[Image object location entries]
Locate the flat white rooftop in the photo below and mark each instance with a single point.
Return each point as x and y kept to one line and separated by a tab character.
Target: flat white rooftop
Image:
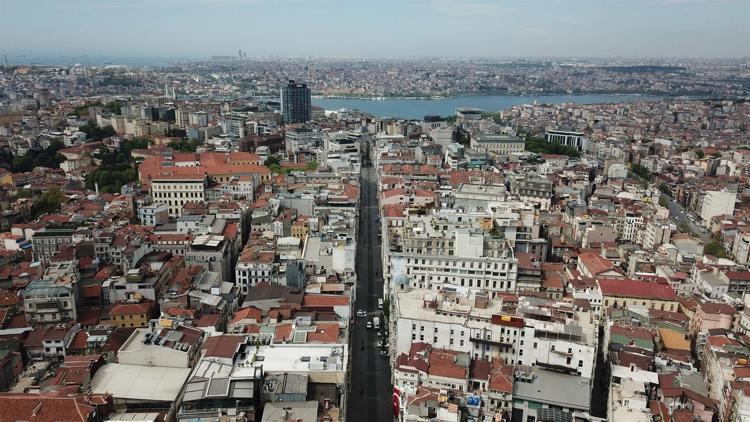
294	358
137	382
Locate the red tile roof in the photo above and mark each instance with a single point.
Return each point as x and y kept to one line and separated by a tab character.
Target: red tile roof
320	300
595	263
636	289
38	408
501	379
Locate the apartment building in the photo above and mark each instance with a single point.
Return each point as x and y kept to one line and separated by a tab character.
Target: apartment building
46	301
176	191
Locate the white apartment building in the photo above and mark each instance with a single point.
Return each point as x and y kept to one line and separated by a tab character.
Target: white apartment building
567	138
549	335
657	232
437	258
716	202
176	191
255	265
498	145
153	214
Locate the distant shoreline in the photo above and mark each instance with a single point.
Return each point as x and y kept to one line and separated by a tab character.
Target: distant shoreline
474	94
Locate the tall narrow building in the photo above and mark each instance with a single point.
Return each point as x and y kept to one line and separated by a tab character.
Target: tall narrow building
296	102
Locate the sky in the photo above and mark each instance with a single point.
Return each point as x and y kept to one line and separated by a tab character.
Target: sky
376	28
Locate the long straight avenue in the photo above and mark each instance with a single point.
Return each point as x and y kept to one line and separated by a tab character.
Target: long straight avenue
370	371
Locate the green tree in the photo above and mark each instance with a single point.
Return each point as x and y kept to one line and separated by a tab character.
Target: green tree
714	248
114	107
48	157
95	133
184	145
641	172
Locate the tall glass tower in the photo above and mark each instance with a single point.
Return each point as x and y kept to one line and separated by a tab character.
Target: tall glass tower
296	103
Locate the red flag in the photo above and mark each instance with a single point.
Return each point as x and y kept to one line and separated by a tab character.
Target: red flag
396	401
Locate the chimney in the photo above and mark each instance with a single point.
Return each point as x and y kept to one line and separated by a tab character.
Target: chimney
481	300
37	409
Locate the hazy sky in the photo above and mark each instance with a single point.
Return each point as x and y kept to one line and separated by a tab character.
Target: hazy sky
376	28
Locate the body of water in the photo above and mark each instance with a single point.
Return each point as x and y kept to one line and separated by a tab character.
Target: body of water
417	108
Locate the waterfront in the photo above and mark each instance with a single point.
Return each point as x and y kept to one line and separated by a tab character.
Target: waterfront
418	108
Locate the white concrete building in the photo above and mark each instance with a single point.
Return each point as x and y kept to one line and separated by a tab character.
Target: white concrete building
715	203
176	191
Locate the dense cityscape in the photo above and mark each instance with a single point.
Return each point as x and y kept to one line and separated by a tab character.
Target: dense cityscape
329	211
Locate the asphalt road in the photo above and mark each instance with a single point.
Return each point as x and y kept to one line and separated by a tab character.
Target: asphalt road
371	392
680	216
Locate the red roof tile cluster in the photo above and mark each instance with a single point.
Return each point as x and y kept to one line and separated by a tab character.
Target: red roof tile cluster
636	289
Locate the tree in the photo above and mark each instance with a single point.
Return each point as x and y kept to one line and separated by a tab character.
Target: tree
48	203
48	157
714	248
641	172
114	107
184	145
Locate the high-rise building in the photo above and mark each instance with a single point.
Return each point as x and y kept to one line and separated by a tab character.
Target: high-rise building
296	103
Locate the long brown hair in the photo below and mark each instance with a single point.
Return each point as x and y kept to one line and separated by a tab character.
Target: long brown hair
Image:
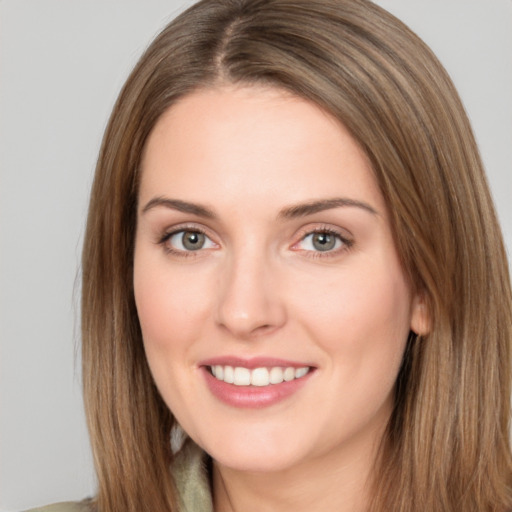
447	445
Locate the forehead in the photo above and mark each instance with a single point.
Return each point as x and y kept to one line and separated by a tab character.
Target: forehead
242	143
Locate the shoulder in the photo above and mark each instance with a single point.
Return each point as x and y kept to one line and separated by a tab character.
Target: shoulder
65	506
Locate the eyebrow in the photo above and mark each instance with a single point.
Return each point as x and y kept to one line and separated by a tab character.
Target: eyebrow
302	210
181	206
290	212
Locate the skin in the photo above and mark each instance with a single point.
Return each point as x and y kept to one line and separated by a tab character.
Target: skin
259	287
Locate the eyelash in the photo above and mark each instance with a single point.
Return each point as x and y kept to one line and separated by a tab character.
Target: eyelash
346	243
181	229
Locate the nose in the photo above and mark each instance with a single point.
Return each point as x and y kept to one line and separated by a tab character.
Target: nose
249	299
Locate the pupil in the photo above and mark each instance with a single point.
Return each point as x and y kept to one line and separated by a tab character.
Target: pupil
323	241
193	240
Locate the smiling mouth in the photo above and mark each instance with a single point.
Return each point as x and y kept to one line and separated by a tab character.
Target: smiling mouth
240	376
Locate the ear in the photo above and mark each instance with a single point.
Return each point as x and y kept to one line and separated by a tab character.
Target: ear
421	322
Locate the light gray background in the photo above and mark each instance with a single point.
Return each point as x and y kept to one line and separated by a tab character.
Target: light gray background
61	66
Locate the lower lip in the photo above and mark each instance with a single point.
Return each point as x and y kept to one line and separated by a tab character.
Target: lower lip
253	397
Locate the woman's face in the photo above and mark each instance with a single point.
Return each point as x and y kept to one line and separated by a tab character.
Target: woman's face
264	254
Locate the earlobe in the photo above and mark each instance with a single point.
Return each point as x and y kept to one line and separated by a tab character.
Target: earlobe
420	315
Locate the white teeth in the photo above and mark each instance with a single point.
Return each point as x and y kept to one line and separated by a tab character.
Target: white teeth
276	375
229	375
260	377
240	376
289	374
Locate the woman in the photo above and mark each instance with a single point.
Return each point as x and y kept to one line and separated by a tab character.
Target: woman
292	253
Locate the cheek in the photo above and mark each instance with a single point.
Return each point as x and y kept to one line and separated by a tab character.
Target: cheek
171	305
362	320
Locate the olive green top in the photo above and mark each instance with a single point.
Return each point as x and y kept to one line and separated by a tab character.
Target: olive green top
191	477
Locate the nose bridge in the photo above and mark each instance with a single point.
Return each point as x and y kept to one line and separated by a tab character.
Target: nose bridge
249	302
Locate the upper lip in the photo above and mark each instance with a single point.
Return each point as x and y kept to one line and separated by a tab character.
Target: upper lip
253	362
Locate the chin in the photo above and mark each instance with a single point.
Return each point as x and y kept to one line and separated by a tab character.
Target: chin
256	453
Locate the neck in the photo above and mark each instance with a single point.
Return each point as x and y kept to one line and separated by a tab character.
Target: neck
336	481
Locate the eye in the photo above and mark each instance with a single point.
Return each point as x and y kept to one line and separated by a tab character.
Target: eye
323	241
188	240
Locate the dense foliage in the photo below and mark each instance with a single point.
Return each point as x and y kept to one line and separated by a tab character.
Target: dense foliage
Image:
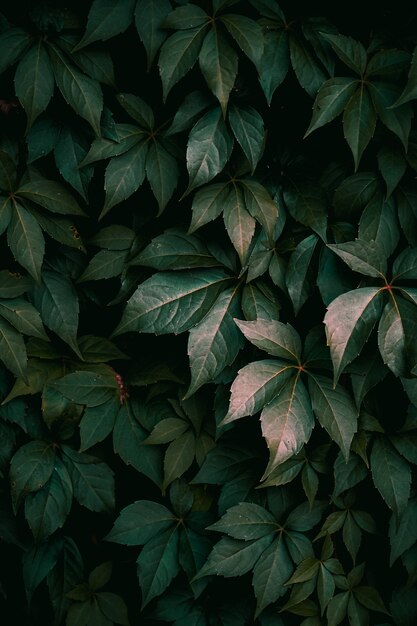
208	322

-- GIVEN INSTRUCTION --
Revise every item above by changing "tab character" to "comma", with everything else left as is. Omit the pictures from your output.

-- OUTPUT FOR THIS TASK --
Locate the flat white rooftop in the photo below and mark each instance with a single point.
Return each point as x and y kept to one line and separated by a comma.
Target: flat white rooftop
Image:
294	358
137	382
Locate the red tile roof in the photo above and mark each instance with a single point.
Return each point as x and y kept to one line and separated by a comma.
Target: red tile roof
320	300
595	263
636	289
38	408
501	379
Locate the apartment building in the photo above and mark each instance with a single point.
Return each point as x and y kept to one line and separated by a comma.
Target: apartment building
46	301
176	191
Locate the white apartment building in the photo above and mark each instance with a single point.
Return each point as x and y kept to one line and separated by a comma.
Target: white apartment building
567	138
549	335
657	232
437	258
716	202
176	191
255	265
498	145
153	214
Locate the distant shoreline in the photo above and mark each instance with a single point.
Return each point as x and y kept to one line and separated by a comma.
Target: distant shoreline
474	94
Locate the tall narrow building in the photo above and mark each instance with a single point.
Return each point as x and y kept to one line and separated by a comma.
Target: tall narrow building
296	102
Locate the sky in the photo above and mark each instance with a single point.
Return each point as x and y kept to one line and separated by a comma.
Target: sky
376	28
Locate the long straight avenue in the photo above and mark each instance with a single point.
Return each point as x and y kept to one line and separated by a comma.
Target: long straight avenue
370	371
Locate the green tree in the photo above and mark each instance with a single point.
Return each point as x and y kept to one line and separated by a comma.
Target: green tree
714	248
114	107
48	157
95	133
184	145
641	172
Locate the tall glass tower in the photo above and mark each instance with a single point.
Return each point as x and y kept to one line and separated by a comma.
Target: tall glass tower
296	103
Locate the red flag in the photo above and mark each instance with a single point.
Return each point as x and y kept to one line and separated by a comma.
Target: red flag
396	401
Locate the chimney in the photo above and mark each instance with a single point.
Return each point as x and y kept to one line and separated by a comma.
Target: chimney
481	300
37	409
Locate the hazy sky in the photo above and mark each instance with a single point.
Return each point as x and y kept to one line and separated by a comma.
Target: hazy sky
376	28
Locate the body of water in the photo above and mark each instance with a single point.
Return each point as x and y kept to one line and separated by a comma.
Target: body of water
417	108
Locate the waterfront in the photo above and mark each instance with a single point.
Return each point as x and y kept to one line and separated by a comma.
Target: waterfront
418	108
Locate the white concrete building in the photo above and mark each instance with a single point.
Return each point as x and y kept to one line and separated by a comma.
Target: white concrete building
715	203
176	191
Locate the dense cityscape in the photo above and mark each instance with a single point.
Return each point as x and y kept to one line and separated by a comma.
Target: dense cityscape
329	211
Locate the asphalt road in the photo above and mark each instance with a single point.
Return each point as x and y kept to one line and separated by a comma.
Target: asphalt road
371	392
680	216
Locate the red roof tile cluster in the photo above and mark each instance with a single point.
Return each point as x and y kept to one line and separated by a comma.
Target: red roof tile cluster
636	289
Locate the tree in the photo above and mark each instance with a single point.
Return each point as x and y kept to one line and separated by a comma.
Target: tree
48	203
48	157
714	248
641	172
114	107
184	145
Locate the high-rise building in the photo above and mark each instance with a single point.
Return each point as x and y kept to one line and separated by a comma.
Target: high-rise building
296	103
Locate the long brown hair in the photo below and mark each instance with a single point.
Return each point as x and y kept to one line and separated by a comma.
Target: long brown hair
Image:
447	445
Locate the forehead in the photo above and mark each instance with a single point.
Return each point as x and y kept to one line and separated by a comma.
Target: forehead
242	143
Locate the shoulder in the photo above and mark each instance with a single point.
Return each point as x and y kept to one line and separated by a comma.
Target: shoulder
65	506
Locate the eyebrow in the photo above and mark each instance with a single point.
Return each point as x and y kept to one line and separated by a comma.
Target: eyebrow
302	210
181	206
290	212
Locate the skin in the photo above and mark each instance with a single point.
Return each point as x and y kept to one line and separated by a comma.
Target: skin
259	287
Locate the eyelash in the photo above and mark each instance with a single point.
Return each point as x and y kept to one line and separated by a comma.
Target: eyelash
346	243
181	229
Locate the nose in the photo above and mark each instance with a single point.
Return each point as x and y kept to one line and separated by a comma.
Target: nose
249	299
Locate the pupil in the photo above and mark each instance with a single point.
Return each point as x and y kept to one line and separated by a comma.
Target: pupil
323	241
193	240
Locate the smiling mouth in the photo above and mark each instance with a single point.
Return each point as x and y kept to one line and separated by a comma.
Target: smiling mouth
240	376
Locate the ear in the photo above and mark each instance with a single point.
Return each point as x and y kept to one line and separated by a comma.
Target: ear
421	322
Locate the light gray background in the photo above and mark each instance with a single point.
Return each point as x and y kept to one line and separated by a comma.
Target: light gray background
61	66
Locate the lower lip in the photo above and mark each instance with a single point.
Return each point as x and y kept to one line and separated by a comma.
Target: lower lip
253	397
Locate the woman's face in the photo above and mark each instance with a single point.
Return each point as x and y kept to one line and separated by a comma.
Target: woman's face
264	254
Locate the earlobe in the photo above and mark each instance with a single point.
Return each point as x and y kept to one line and separated by a comma.
Target: earlobe
420	315
Locate the white teeth in the photo above and mark each instance with a single point.
Return each point as x and y kept to one line and separated by a comma.
Target: white teeth
276	375
229	375
260	377
240	376
289	374
Locate the woman in the photo above and mark each instance with a single point.
Return each point as x and y kept to one line and separated by a comma.
Target: woman
292	253
Locate the cheek in the photo above and mark each instance with a single point.
Return each point as x and y kept to one line and separated by a comma.
Target: cheek
171	305
362	320
Locate the olive green top in the photo above and mark each instance with a single point.
Return each point as x and y kept to one line and separated by a comma.
Target: olive green top
191	477
Locate the nose bridge in the photo above and mark each instance with a single point.
Return each point as x and y kept to one line and separated by a comma.
Target: nose bridge
249	302
Locate the upper lip in the photo above and mark each instance with a single point.
Return each point as x and y kept to one line and separated by a comma.
Target: upper lip
253	362
Locate the chin in the photo above and mark each instance with a single point.
Return each point as x and y kept to one line and separated by a comma.
Target: chin
256	453
Locate the neck in the photo above and mark each instance with a single point.
Return each point as x and y kept to one line and separated by a comma.
Target: neck
336	481
Locate the eye in the photo above and mark each instance with a single point.
Return each point as x and y kept to one line and separated by a comma.
Target: eye
323	241
188	240
Locate the dense foliage in the photo below and mark each instance with a single point.
Return each point as x and y kept to one line and separated by a comma.
Target: dense foliage
Image:
208	322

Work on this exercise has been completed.